When I first started at UF/IFAS, these acronyms meant nothing to me.
It took me some time to really understand what they stood for. Now, I see how important they are.
GI-BMP stands for “Green Industries Best Management Practices”:
“What, exactly, is meant by the phrase Green Industries? Simply put, only you, the people working every day, mowing, pruning, planting, weeding, fertilizing, watering, taking care of pest problems, and teaching your customers how to properly care for their lawn, can make a difference in the effects our landscapes have on our natural resources. Governments can regulate and educators can teach, but only the individual working in the landscape can actually make a difference. By the end of this training, you will be able to explain the role that Green Industries professionals perform in protecting Florida’s water and environmental resources.” (excerpt taken from Module 1 of the GI-BMP training)
The GI-BMP is a joint effort with the Florida Department of Environmental Protection and the UF/IFAS Florida Friendly Landscaping Program (FFL) with a grant from the U.S. Department of Environmental Protection (EPA). All these entities and acronyms banding together usually mean something important needs to be done.
Maintaining healthy water quality has never been more critical. Take, for instance this recent headline in the Miami Herald:
They’re not in the mood. Toxins are turning off great egrets mating in the Everglades
“Heavy metals and other contaminants can disrupt hormones, which, in turn, can affect courtship, breeding propensity and even parental behavior of vertebrates, said the study that was published in the peer-reviewed scientific journal Environmental Science & Technology.” Read more here.
As members of the Green Industry, we must take responsibility for how we steward the environment we work in. No other industry has its boots on the ground in such an intimate way with the earth itself.
We know that excessive nutrients in water bodies are a pollutant and can degrade aquatic environments. Because of this, green industry professionals in the state of Florida are required to obtain a special license from FDACS called the Limited Certification for Urban Landscape Commercial Fertilizer (LUF).
To obtain this license you must first attend the GI-BMP 6-hour training. This training is offered throughout the state at county extension offices and also on line, in English, Spanish and Creole. This ensures that everyone who fertilizes in the landscape is trained in the correct way to apply it. This protects the water quality for all of us!
The GI-BMP is also used to obtain 4 CEUs for other pesticide applicator licenses. Proper pesticide application is addressed in the training, along with best management practices in irrigation, maintenance of landscapes and a review of the 9 Florida Friendly Landscaping principles.
Here is a link to the GI-BMP office site which lists all the classes being offered throughout the state. Students, homeowners and ecology minded people are also encouraged to take this course. Most of the available land is privately owned. We can all make a difference by learning the best ways to care for our environment.
Remember, we are vertebrates, too. If water quality and environmental contamination is adversely affecting herons, what is it doing to us and to future generations?

================================

Render this sentence from the GI-BMP piece in Spanish: "To obtain this license you must first attend the GI-BMP 6-hour training."

================================

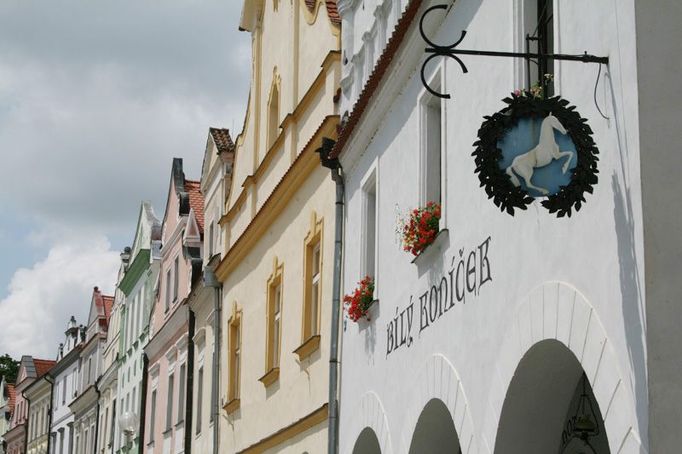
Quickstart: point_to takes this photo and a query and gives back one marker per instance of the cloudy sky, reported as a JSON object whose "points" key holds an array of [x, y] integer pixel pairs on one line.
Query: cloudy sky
{"points": [[96, 97]]}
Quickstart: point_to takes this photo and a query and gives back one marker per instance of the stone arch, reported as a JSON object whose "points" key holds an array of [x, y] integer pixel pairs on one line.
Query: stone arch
{"points": [[439, 380], [556, 310], [371, 414]]}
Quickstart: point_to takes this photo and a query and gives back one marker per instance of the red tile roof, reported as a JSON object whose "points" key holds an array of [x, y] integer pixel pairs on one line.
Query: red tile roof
{"points": [[377, 75], [108, 303], [222, 139], [196, 201], [332, 11], [11, 397], [43, 365]]}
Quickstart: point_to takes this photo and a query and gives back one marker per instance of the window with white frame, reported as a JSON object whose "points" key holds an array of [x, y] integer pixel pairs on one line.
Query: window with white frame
{"points": [[169, 407], [431, 146], [176, 268], [200, 399], [369, 225], [181, 394]]}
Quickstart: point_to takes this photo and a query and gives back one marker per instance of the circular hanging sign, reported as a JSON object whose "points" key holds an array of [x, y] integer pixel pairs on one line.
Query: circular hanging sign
{"points": [[536, 148]]}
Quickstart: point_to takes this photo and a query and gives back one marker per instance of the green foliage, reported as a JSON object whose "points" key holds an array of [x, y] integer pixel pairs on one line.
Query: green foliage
{"points": [[9, 368]]}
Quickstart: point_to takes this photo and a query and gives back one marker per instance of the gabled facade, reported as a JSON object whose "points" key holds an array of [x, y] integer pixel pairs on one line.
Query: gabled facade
{"points": [[138, 288], [206, 303], [84, 406], [107, 383], [65, 388], [277, 235], [39, 396], [171, 328], [18, 435], [515, 333]]}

================================

** ANSWER FOR THIS EXERCISE **
Para obtener esta licencia, primero debe asistir a la capacitación GI-BMP de 6 horas.